Rewrite the stretch of the data from the line containing "Put a dot on every instance of the fingers." through the end of the data as a JSON list of strings, with one string per line and no blank lines.

Start of ENTRIES PROVIDED

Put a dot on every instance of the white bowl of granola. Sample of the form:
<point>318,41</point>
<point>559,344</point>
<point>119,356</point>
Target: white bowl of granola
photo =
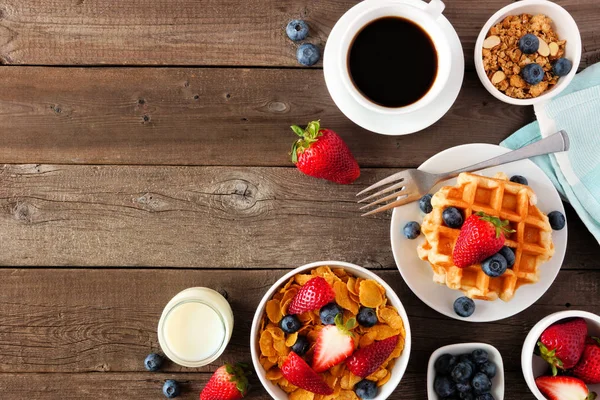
<point>499,61</point>
<point>269,372</point>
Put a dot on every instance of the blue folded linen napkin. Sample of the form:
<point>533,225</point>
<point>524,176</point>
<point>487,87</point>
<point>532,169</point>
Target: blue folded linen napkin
<point>575,173</point>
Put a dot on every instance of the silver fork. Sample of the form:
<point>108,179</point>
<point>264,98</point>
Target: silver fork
<point>411,184</point>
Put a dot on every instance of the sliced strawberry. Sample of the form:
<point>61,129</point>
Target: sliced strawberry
<point>368,359</point>
<point>298,373</point>
<point>563,388</point>
<point>313,295</point>
<point>480,237</point>
<point>227,383</point>
<point>588,367</point>
<point>561,344</point>
<point>334,344</point>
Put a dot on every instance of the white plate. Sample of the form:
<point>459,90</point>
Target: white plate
<point>418,274</point>
<point>383,123</point>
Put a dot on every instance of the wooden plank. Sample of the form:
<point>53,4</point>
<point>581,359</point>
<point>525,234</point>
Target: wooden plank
<point>227,217</point>
<point>194,32</point>
<point>210,117</point>
<point>70,321</point>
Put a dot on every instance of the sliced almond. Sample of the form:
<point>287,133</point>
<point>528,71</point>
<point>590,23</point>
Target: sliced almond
<point>498,77</point>
<point>544,49</point>
<point>491,42</point>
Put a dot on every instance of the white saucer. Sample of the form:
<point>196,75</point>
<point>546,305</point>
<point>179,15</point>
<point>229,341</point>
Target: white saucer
<point>391,124</point>
<point>418,274</point>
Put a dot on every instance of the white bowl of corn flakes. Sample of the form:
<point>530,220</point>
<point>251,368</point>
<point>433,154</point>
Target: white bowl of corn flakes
<point>502,60</point>
<point>370,335</point>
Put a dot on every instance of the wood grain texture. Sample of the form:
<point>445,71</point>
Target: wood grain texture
<point>206,32</point>
<point>210,117</point>
<point>68,321</point>
<point>227,217</point>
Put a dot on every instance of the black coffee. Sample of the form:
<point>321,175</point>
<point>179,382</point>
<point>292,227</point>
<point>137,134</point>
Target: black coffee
<point>393,62</point>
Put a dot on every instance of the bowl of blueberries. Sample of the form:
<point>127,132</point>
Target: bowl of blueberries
<point>466,371</point>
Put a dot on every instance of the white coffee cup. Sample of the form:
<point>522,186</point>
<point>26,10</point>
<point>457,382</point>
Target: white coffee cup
<point>426,19</point>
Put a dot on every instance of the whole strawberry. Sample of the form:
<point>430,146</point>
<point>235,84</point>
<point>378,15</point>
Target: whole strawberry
<point>368,359</point>
<point>561,345</point>
<point>313,295</point>
<point>481,236</point>
<point>227,383</point>
<point>298,373</point>
<point>321,153</point>
<point>588,367</point>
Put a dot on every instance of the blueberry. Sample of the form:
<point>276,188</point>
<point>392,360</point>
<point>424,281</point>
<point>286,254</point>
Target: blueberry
<point>412,230</point>
<point>529,43</point>
<point>366,389</point>
<point>557,220</point>
<point>425,204</point>
<point>562,67</point>
<point>301,346</point>
<point>495,265</point>
<point>443,365</point>
<point>464,306</point>
<point>519,179</point>
<point>308,54</point>
<point>463,387</point>
<point>532,73</point>
<point>153,362</point>
<point>366,317</point>
<point>488,368</point>
<point>479,356</point>
<point>171,389</point>
<point>328,313</point>
<point>469,360</point>
<point>509,255</point>
<point>444,386</point>
<point>452,217</point>
<point>462,372</point>
<point>297,30</point>
<point>290,324</point>
<point>481,383</point>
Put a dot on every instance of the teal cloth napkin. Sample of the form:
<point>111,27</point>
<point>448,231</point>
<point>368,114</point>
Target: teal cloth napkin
<point>576,173</point>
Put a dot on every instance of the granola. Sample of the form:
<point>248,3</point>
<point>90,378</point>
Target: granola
<point>503,60</point>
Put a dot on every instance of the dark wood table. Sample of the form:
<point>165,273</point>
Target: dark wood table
<point>145,148</point>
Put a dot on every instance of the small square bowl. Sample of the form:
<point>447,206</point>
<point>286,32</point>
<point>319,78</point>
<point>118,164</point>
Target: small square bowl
<point>462,348</point>
<point>563,24</point>
<point>534,366</point>
<point>399,367</point>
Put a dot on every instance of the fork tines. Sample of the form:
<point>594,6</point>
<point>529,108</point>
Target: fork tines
<point>399,183</point>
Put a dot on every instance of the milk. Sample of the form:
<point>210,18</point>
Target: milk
<point>195,327</point>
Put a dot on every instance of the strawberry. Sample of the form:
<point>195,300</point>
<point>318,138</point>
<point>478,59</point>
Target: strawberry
<point>298,373</point>
<point>227,383</point>
<point>313,295</point>
<point>321,153</point>
<point>588,367</point>
<point>561,345</point>
<point>563,388</point>
<point>334,344</point>
<point>368,359</point>
<point>480,237</point>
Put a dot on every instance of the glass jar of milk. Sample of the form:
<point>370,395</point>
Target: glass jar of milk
<point>195,327</point>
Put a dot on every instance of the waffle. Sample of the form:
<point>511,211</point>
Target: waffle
<point>531,241</point>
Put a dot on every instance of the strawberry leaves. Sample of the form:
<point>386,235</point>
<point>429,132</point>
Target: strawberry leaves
<point>499,225</point>
<point>307,136</point>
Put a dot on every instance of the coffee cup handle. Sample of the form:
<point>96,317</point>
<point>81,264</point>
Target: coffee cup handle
<point>435,8</point>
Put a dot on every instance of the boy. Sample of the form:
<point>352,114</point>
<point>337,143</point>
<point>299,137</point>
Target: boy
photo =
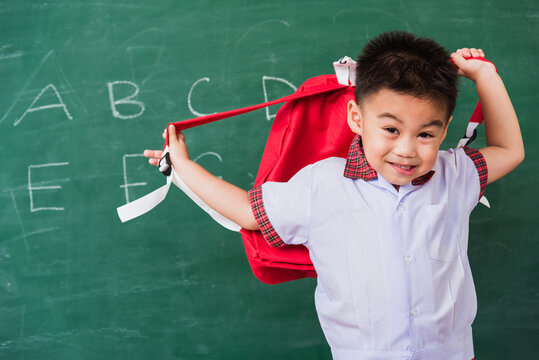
<point>387,228</point>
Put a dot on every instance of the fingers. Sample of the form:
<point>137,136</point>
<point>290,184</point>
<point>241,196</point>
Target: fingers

End of ENTRIES PROVIDED

> _COMPLETE OUTPUT_:
[
  "Put a dot on every instance of the fingers. Sample of the form:",
  "<point>137,136</point>",
  "<point>290,184</point>",
  "<point>241,196</point>",
  "Target: fingers"
]